● **Work to complete**
Copy out only the items below from the line that contains "window in the photo above." through the end, requests included. Multiply each coordinate in the answers by 1.45 and round to whole numbers, halves up, leaving the numbers in the requests unchanged.

(Collected data)

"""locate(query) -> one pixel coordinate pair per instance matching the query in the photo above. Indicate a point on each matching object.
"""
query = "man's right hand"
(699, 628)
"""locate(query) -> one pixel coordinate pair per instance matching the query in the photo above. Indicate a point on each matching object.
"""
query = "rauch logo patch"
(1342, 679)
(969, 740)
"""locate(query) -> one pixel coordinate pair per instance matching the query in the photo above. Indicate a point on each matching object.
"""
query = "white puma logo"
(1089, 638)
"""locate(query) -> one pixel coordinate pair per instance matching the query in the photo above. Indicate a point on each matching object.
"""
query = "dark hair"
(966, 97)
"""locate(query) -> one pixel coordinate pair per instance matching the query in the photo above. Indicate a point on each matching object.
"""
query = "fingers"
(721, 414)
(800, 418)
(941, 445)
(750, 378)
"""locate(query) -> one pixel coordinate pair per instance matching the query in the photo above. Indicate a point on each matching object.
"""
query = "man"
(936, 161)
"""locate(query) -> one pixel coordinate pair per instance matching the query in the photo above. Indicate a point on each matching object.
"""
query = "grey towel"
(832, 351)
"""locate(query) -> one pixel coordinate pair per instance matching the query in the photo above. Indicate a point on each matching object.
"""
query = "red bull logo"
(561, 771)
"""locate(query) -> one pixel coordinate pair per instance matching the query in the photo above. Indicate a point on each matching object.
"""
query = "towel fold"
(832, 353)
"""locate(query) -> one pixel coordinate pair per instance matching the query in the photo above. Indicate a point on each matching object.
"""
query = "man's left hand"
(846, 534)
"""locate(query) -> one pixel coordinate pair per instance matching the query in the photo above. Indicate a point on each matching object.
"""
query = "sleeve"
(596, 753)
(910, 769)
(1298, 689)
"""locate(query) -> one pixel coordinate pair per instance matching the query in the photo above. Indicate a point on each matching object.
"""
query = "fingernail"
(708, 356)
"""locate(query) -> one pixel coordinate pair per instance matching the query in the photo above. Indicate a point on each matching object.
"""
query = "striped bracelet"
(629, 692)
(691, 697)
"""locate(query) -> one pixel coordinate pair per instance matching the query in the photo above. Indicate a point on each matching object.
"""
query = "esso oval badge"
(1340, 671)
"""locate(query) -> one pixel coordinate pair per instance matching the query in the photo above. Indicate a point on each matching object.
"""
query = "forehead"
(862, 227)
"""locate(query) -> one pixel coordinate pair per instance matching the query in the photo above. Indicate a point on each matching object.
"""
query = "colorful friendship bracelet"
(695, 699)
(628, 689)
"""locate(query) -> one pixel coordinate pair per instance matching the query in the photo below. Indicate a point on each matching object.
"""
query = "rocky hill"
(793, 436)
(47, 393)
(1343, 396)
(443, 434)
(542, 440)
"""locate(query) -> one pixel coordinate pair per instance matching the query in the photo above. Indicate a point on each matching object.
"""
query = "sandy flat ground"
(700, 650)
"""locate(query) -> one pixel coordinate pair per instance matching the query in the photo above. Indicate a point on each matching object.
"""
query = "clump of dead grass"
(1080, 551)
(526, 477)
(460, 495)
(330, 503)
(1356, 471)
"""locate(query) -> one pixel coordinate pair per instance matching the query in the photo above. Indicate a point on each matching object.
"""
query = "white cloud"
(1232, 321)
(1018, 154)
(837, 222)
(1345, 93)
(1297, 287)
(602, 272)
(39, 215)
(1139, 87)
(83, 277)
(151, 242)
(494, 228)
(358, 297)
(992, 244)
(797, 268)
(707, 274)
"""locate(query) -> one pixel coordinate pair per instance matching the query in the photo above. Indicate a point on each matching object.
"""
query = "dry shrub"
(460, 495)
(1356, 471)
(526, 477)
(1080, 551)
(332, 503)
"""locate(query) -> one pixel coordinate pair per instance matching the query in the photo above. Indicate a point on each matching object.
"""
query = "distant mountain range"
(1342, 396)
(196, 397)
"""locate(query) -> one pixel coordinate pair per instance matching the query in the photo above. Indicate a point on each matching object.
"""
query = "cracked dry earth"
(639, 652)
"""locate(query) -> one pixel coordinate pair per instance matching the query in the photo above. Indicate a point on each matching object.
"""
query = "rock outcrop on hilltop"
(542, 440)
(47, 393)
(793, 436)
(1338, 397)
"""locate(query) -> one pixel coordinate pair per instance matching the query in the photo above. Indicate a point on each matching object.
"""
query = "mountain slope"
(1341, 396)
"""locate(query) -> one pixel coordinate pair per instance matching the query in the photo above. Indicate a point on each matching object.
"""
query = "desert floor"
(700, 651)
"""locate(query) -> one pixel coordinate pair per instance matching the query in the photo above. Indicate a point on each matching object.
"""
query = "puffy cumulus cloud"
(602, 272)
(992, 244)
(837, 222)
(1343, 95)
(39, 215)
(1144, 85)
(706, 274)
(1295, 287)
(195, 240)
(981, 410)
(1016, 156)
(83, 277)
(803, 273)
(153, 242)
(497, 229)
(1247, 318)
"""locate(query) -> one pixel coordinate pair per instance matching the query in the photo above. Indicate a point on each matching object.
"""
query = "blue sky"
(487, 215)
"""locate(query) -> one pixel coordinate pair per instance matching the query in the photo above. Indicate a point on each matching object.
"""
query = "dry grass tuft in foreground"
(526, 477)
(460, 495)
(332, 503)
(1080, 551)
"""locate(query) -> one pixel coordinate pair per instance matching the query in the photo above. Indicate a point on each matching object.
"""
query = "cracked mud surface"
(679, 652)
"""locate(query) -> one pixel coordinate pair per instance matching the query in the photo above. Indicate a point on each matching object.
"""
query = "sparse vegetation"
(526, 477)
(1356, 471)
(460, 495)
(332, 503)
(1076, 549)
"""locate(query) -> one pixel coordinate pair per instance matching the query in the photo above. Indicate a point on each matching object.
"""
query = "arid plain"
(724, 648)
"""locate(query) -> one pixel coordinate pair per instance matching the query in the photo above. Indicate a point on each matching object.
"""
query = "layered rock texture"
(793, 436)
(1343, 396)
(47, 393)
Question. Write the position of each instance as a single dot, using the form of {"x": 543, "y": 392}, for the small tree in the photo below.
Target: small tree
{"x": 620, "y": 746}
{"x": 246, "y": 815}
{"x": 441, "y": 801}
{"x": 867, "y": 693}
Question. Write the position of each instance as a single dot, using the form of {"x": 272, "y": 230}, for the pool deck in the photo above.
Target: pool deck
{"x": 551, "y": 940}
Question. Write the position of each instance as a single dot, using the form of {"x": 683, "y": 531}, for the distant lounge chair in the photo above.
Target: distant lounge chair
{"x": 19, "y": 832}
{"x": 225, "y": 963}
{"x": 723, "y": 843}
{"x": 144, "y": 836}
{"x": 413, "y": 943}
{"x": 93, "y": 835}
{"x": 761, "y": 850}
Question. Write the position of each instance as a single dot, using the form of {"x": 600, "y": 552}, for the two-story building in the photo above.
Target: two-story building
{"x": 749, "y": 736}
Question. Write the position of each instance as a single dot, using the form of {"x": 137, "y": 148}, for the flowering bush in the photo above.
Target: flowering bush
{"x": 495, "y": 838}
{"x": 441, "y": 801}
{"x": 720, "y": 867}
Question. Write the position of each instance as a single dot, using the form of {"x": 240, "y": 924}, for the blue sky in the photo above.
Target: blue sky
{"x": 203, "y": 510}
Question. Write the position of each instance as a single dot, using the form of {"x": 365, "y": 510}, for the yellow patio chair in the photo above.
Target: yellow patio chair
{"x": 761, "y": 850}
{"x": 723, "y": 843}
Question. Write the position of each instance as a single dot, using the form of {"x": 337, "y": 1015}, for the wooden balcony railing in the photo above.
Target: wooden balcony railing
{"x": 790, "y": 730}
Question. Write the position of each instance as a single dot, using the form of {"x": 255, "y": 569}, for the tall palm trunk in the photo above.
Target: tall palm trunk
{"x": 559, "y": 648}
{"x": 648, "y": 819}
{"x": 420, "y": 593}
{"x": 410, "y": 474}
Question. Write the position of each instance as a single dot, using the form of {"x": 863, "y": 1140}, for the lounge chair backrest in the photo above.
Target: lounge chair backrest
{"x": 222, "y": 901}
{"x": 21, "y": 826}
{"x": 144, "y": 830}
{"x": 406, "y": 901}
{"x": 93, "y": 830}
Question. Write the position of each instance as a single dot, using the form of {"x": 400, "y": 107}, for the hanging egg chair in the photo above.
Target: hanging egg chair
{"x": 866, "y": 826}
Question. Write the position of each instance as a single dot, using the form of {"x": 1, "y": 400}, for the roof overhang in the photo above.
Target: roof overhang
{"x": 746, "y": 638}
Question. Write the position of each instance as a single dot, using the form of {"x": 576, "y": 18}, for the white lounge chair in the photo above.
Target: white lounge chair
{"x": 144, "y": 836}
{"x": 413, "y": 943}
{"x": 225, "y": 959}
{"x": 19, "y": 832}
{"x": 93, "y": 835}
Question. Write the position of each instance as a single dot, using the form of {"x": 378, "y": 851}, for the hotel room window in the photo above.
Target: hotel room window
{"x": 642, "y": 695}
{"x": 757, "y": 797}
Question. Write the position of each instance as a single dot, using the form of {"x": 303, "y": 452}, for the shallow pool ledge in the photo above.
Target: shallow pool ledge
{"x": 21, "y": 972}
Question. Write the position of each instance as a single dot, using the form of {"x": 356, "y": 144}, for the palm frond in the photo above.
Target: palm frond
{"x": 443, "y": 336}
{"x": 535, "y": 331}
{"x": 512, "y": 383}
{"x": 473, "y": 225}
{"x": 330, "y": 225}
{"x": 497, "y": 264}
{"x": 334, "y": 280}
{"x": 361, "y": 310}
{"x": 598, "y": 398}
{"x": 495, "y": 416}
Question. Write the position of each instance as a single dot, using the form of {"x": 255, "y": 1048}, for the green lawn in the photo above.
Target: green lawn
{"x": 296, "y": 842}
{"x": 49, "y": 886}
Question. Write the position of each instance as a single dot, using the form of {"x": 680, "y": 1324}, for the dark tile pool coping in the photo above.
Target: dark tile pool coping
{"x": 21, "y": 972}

● **Result of the exercise**
Question. Write the position of each instance as a single dot, using the form of {"x": 378, "y": 851}, for the hotel room window in the photo above.
Target: hotel room window
{"x": 931, "y": 1008}
{"x": 1098, "y": 1156}
Question. Write the position of each instance as a single dot, using the form of {"x": 303, "y": 452}, for the shallow pool ledge in the photo above.
Target: shallow pool ledge
{"x": 30, "y": 1409}
Question. Write the position of each instance as a single dot, using the form of {"x": 356, "y": 144}, for the palm frond in the photo above.
Target: palm frond
{"x": 642, "y": 487}
{"x": 776, "y": 480}
{"x": 742, "y": 555}
{"x": 686, "y": 326}
{"x": 479, "y": 326}
{"x": 721, "y": 383}
{"x": 484, "y": 406}
{"x": 523, "y": 450}
{"x": 867, "y": 577}
{"x": 718, "y": 603}
Question. Write the position of each instance as a single dot, using the form of {"x": 255, "y": 1048}, for the green lawn in the photo above.
Target: green lawn
{"x": 429, "y": 1221}
{"x": 71, "y": 1285}
Question. Write the position of each instance as a single dot, using the form of {"x": 680, "y": 1324}, for the dark tile pool coping in the photo above.
Target: dark tile pool coping
{"x": 30, "y": 1409}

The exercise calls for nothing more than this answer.